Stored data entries
--- START ---

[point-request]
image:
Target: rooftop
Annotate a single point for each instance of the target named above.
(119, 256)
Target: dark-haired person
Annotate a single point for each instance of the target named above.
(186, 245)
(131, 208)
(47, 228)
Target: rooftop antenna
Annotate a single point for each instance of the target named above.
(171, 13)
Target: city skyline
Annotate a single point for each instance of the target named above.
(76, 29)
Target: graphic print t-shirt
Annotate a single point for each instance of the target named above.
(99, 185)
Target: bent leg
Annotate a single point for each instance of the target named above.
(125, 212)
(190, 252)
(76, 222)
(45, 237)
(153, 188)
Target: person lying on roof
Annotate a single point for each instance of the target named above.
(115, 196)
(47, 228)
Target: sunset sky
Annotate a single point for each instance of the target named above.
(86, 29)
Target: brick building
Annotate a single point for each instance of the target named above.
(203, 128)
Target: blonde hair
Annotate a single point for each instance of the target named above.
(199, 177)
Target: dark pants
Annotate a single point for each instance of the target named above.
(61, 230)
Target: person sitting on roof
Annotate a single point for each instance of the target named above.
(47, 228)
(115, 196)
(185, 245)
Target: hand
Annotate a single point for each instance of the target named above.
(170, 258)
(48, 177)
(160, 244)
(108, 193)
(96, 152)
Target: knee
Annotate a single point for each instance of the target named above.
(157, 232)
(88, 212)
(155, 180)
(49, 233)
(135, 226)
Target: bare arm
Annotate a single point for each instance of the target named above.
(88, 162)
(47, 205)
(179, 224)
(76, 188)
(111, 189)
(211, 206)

--- END ---
--- START ---

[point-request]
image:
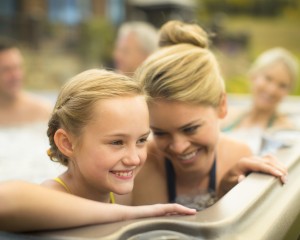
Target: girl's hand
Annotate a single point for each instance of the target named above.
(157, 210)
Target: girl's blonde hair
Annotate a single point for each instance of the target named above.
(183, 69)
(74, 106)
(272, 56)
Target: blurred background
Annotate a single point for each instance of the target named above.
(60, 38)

--- END ---

= Required work =
Above are some records; copy each line there that contains "girl".

= Completed task =
Target: girl's hand
Target: girl's blonde hair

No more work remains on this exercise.